### Exercises to complete
a – Decide whether each statement below agrees with the phylip.pm message. Answer yes or no for each, and quote the words of the message that settle it.
(i) Felsenstein's programs need a single blank line between sequence blocks.
(ii) The last problems came from sequence names longer than 10 characters.
(iii) The warnings generated in Bio::LocatableSeq are now off by default.
b – Write the next part of the phylip.pm message, picking up right after its final sentence.

[Bioperl-l] Re: [Bioperl-guts-l] Notification: incoming/1065

Heikki Lehvaslaiho heikki@ebi.ac.uk
Mon, 21 Jan 2002 15:43:36 +0000


Steve,

Let's move this this into bioperl-l where it belongs...


OK, I think I've got phylip.pm to work properly now. The last problems all
came from $name =~ /.{10}/ not matching anything when the sequence name was
<10 characters long. We did not have any in our test suite. Thanks for
spotting this.

In summary: If you need phylip format output that works with Joe
Felsenstein's PHYLIP programs (a reasonable request!), you need the latest
(v.1.7) from cvs. Also, I forgot to say it to Steve that spurious warnings
printed when importing gapped sequences are generated in Bio::LocatableSeq.
The warnings are now silenced by default.

	-heikki



Steven Cannon wrote:
> 
> On Friday, January 18, 2002, at 03:30 AM, Heikki Lehvaslaiho wrote:
> 
> > Steve,
> >
> > Thanks for the bug report.
> >
> >> First, phylip.pm is placing three line returns between sequence blocks.
> >> Felsenstein's programs in the Phylip suite can't deal with this --
> >> they require
> >> two returns between blocks (that is, one blank line rather than two;
> >> illustrated
> >> below).
> >
> > That is easy enought to change.
> >
> >> Second (just an annoyance), when converting from, say, fasta to phylip
> >> format,
> >> any dashes in  the fasta-format alignment generate STDIO warnings --
> >> one warning
> >> per sequence (annoying, since any decent alignment will have gaps,
> >> usually
> >> indicated by dashes). Typical warning:
> >>
> >> -------------------- WARNING ---------------------
> >> MSG: In sequence MtTC36450 residue count gives value 64.
> >> Overriding value [65] with value 64 for Bio::LocatableSeq::end().
> >> ---------------------------------------------------
> >
> > Hmm. That warning proved useful when debugging parsers, so let's turn it
> > into a proper debugging statement. From now on the warning will be
> > printed
> > only
> > if $locatableseq->verbose > 0.

### Mask labeling examples
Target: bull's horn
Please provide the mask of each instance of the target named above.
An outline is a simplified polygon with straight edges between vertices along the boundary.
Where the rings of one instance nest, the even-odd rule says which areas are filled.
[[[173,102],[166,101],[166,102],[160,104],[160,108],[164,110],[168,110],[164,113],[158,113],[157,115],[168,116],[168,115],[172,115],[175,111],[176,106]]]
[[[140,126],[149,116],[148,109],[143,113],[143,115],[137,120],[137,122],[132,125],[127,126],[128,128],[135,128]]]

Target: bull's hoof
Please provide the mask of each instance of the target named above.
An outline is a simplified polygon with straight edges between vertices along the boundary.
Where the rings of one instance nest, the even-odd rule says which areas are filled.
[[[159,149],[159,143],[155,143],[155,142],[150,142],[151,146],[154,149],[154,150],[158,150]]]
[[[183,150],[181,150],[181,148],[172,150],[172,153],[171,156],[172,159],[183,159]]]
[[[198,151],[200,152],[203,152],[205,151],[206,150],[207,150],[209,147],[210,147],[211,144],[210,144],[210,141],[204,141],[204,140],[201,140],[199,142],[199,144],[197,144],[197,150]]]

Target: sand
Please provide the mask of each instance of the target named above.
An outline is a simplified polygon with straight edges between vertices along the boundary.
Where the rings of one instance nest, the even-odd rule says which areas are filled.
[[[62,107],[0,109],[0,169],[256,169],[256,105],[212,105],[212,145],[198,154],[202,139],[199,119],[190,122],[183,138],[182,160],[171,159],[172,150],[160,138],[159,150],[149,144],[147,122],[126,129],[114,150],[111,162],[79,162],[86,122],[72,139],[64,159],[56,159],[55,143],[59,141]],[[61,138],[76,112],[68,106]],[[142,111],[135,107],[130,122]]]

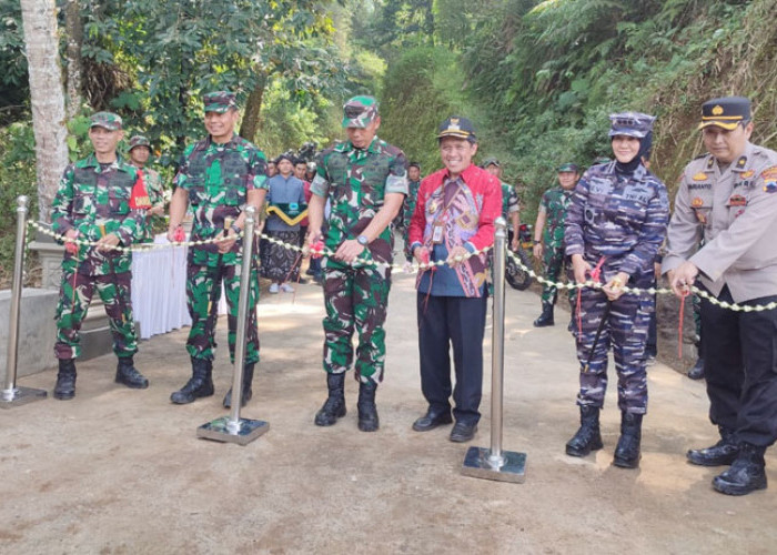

### Responses in order
a –
(i) Yes: "two returns between blocks (that is, one blank line rather than two;"
(ii) No: "<10 characters long"
(iii) Yes: "The warnings are now silenced by default."

b –
> >
> >> Third (just an annoyance), some garbage is inserted into the
> >> phylip-formatted
> >> sequence names, in the form of truncated "start-end position" numbers.
> >> For
> >> example, if the  original sequence name has the 7 characters
> >> 'ABCDEFG', three
> >> characters indicating the  start position of the sequence will be
> >> added to the
> >> name, bringing the name to the allowed 10-character phylip name length:
> >> 'ABCDEFG/1-'. This added information is never useful in the
> >> 10-character names,
> >> and will usually have to be subsequently stripped out.
> >
> > You are right. Ten characters is too short to hold "start-end
> > position", so
> > lets
> > dump them.
> >
> > All these changes are in phylip.pm file so once I've updated the cvs
> > repository, you can go into WebCVS and copy the file over the old one.
> > If
> > you do that, could you let me know that everything works.
> >
> > Yours,
> >       -Heikki
> 
> Heikki -
> 
> I did a test, using phylip.pm from CVS, and it looks like the fixes
> introduced some new problems. Here are my test file and output:
> 
>  >H122_HMM
> tyvklatlavfmltqflivqtknveagqcpragracsqaesnacgdieecicvsegshydggick
>  >MtNP212753
> tyvklatlavfmltqflivqtknveegqcpfagrvcsqyesnacgdseecicvsewshydggick
>  >MtTC30424
> -----------------------iearecpsfgtvcsilrsnscgniieyiciphwih--ggick
>  >MtTC4140912341234
> tyvklailavlhltiflifqtknveaascpnvgavcspfetkpcgnvkdcrclpwglff--gtc-
>  >MtTC28
> tyvklitlalflvttllmfqtknveaefcssvgsfcspfntnpcgylgncrcvpy--ylyggtce
> 
>   5 65
>                 tyvklitlal flvttllmfq tknveaefcs svgsfcspfn tnpcgylgnc
> MtNP212753     tyvklatlav fmltqflivq tknveegqcp fagrvcsqye snacgdseec
>                 tyvklitlal flvttllmfq tknveaefcs svgsfcspfn tnpcgylgnc
> MtTC414091     tyvklailav lhltiflifq tknveaascp nvgavcspfe tkpcgnvkdc
>                 tyvklitlal flvttllmfq tknveaefcs svgsfcspfn tnpcgylgnc
> 
>                 rcvpy--yly ggtce
>                 icvsewshyd ggick
>                 rcvpy--yly ggtce
>                 rclpwglff- -gtc-
>                 rcvpy--yly ggtce
> 
> So, the line return problem is fixed (3 -> 2 between interleaved
> blocks), and start-end information is being omitted from the shortened
> name (good), but sequence names shorter than 10 characters are being
> dropped (bad!).
> 
> I'm also still getting, e.g.,
> -------------------- WARNING ---------------------
> MSG: In sequence MtTC36450 residue count gives value 64.
> Overriding value [65] with value 64 for Bio::LocatableSeq::end().
> ---------------------------------------------------
> 
> I don't know if you were suggesting that I set $locatableseq->verbose >
> 0 ?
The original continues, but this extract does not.